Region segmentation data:
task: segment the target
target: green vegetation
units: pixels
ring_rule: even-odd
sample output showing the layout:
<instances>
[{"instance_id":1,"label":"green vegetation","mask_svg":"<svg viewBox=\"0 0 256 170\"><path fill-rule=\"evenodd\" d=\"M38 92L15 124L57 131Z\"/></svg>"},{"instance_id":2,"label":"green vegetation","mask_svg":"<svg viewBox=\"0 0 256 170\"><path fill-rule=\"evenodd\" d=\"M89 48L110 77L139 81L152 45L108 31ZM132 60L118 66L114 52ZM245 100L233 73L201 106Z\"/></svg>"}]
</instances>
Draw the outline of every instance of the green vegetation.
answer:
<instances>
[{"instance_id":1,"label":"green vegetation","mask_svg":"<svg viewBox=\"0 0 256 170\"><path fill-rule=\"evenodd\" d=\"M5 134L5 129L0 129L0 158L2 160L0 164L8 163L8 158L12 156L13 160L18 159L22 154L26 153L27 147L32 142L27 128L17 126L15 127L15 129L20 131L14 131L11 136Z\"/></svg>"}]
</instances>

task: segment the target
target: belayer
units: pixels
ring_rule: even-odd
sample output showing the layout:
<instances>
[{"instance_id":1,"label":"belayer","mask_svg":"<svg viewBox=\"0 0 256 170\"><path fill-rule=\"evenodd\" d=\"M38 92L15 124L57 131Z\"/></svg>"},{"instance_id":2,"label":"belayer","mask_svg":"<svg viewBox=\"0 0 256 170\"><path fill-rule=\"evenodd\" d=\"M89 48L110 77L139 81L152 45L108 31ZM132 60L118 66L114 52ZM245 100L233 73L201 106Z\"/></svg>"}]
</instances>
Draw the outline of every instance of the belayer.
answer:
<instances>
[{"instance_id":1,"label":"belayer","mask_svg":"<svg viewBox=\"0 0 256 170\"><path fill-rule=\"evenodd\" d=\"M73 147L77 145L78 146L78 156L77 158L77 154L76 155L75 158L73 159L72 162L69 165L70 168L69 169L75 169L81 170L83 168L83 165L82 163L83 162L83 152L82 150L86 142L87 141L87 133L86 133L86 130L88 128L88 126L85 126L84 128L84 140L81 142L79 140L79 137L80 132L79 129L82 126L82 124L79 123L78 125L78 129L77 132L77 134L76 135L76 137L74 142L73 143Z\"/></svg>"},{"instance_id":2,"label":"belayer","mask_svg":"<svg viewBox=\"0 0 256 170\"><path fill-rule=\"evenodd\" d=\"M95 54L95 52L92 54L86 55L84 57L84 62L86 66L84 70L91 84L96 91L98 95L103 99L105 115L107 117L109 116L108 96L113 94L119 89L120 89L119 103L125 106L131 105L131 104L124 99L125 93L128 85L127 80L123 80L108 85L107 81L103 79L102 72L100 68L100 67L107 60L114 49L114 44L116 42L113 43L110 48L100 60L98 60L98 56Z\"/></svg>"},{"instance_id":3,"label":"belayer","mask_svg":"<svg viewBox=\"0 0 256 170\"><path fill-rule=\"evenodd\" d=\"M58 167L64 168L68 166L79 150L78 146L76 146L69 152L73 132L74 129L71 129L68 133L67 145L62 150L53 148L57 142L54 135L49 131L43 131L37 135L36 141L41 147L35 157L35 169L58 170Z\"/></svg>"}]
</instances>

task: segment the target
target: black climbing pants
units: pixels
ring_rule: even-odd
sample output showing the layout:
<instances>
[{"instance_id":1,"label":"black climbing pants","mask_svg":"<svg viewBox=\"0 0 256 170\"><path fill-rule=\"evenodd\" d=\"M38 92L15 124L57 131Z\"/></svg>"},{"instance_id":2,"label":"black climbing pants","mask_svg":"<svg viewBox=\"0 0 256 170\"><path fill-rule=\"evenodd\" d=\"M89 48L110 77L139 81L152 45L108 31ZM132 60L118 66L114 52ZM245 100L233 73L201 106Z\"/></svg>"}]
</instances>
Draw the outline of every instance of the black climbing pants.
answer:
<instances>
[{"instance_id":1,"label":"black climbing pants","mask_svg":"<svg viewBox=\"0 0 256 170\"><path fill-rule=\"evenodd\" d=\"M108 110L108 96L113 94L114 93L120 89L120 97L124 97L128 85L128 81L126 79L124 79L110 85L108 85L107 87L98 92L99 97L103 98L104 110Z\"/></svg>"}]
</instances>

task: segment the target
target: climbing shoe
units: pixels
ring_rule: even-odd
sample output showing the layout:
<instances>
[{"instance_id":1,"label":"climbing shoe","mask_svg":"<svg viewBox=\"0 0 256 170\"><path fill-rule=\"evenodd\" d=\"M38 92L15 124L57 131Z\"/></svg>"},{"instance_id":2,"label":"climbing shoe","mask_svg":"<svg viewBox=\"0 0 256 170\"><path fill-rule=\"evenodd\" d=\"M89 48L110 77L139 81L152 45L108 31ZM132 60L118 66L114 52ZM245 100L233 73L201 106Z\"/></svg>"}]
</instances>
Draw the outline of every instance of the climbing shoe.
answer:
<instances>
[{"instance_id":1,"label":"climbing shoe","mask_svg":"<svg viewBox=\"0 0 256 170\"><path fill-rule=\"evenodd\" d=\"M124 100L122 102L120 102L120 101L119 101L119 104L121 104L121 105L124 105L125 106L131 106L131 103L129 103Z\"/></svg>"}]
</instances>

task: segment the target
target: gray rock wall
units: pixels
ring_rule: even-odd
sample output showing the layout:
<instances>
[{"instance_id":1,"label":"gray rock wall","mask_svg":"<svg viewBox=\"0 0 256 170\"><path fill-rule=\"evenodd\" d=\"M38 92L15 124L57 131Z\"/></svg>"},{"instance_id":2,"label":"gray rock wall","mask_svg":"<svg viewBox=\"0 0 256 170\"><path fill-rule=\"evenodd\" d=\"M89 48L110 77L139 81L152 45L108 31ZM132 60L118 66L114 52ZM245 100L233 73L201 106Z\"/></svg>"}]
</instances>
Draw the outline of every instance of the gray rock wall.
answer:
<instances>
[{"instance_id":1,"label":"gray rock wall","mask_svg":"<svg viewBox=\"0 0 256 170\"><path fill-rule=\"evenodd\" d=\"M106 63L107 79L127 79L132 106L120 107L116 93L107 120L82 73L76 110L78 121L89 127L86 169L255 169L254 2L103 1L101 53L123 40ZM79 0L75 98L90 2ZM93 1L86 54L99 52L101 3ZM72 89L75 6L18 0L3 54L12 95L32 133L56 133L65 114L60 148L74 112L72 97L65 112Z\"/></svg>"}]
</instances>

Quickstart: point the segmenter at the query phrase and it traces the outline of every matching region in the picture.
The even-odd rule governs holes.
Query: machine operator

■ Written problem
Find every line in the rows above that contains the word "Draw" and copy each of those lines.

■ Task solution
Draw the outline of every instance of the green vegetation.
Draw the outline of every instance of the belayer.
Draw the outline of every instance of the black climbing pants.
Draw the outline of every instance of the climbing shoe.
Draw the outline of every instance of the gray rock wall.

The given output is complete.